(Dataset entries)
☆ ☆ ☆

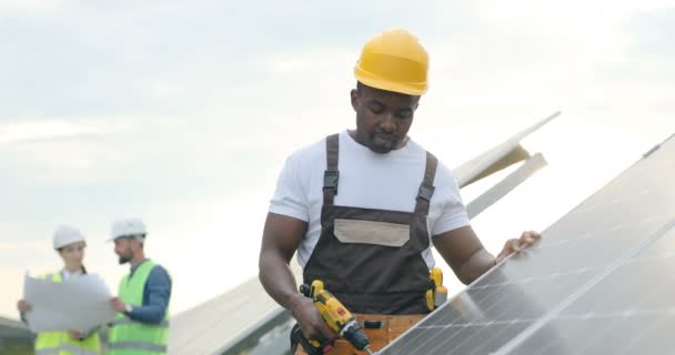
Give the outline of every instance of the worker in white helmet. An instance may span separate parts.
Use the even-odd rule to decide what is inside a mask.
[[[82,264],[87,242],[84,235],[77,229],[63,225],[53,235],[53,248],[63,260],[63,268],[59,272],[41,275],[40,278],[54,283],[68,281],[87,274]],[[17,304],[21,318],[32,310],[30,303],[21,300]],[[36,338],[36,354],[94,355],[101,353],[98,327],[92,329],[72,329],[69,332],[41,332]]]
[[[131,270],[120,281],[118,297],[110,301],[118,316],[109,335],[109,355],[161,355],[169,337],[171,277],[164,267],[145,257],[148,231],[139,219],[120,219],[110,239],[120,264]]]

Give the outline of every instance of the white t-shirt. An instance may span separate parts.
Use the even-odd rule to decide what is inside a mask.
[[[84,275],[84,273],[82,273],[81,270],[78,270],[74,273],[71,273],[68,270],[63,268],[62,275],[63,275],[63,281],[68,281],[68,280],[72,278],[72,277],[82,276],[82,275]]]
[[[340,133],[340,181],[335,205],[413,212],[417,190],[424,179],[426,151],[409,140],[401,149],[379,154]],[[326,170],[325,139],[296,151],[285,162],[279,176],[270,212],[309,223],[298,248],[304,268],[321,235],[323,173]],[[469,225],[457,183],[450,170],[439,162],[435,192],[426,219],[431,236]],[[431,247],[424,261],[434,266]]]

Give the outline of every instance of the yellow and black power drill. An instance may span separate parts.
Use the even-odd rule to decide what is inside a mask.
[[[323,288],[322,281],[315,280],[311,286],[303,284],[300,286],[300,292],[314,301],[314,306],[321,313],[323,321],[335,334],[350,342],[356,349],[373,355],[370,349],[371,341],[363,333],[361,324],[335,296]],[[322,344],[316,339],[308,339],[298,324],[291,331],[291,343],[302,345],[309,355],[323,355],[331,348],[330,342]]]

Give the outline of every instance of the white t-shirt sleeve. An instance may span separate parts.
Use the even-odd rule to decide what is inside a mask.
[[[276,181],[276,191],[270,202],[270,212],[291,216],[304,222],[310,221],[308,195],[300,179],[298,155],[293,154],[286,162]]]
[[[446,179],[449,184],[443,186],[441,214],[431,227],[432,236],[470,225],[457,182],[452,174]]]

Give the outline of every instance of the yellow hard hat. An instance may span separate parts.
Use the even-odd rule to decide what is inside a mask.
[[[429,88],[429,54],[417,38],[394,29],[373,37],[354,68],[356,79],[372,88],[421,95]]]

☆ ☆ ☆

*Requirements*
Collect every line in the items above that contains the word "outline", and list those lines as they appear.

*Task answer*
Give the outline of every instance of the worker in white helmet. An instance may span separate parts.
Give the outline of every instance of the white t-shirt. An instance may span separate parts.
Give the outline of every instance of the yellow and black power drill. An instance may span separate parts.
Give the outline of every instance of the white t-shirt sleeve. An instance may span separate parts.
Give the outline of every instance of the yellow hard hat. An instance may span separate parts.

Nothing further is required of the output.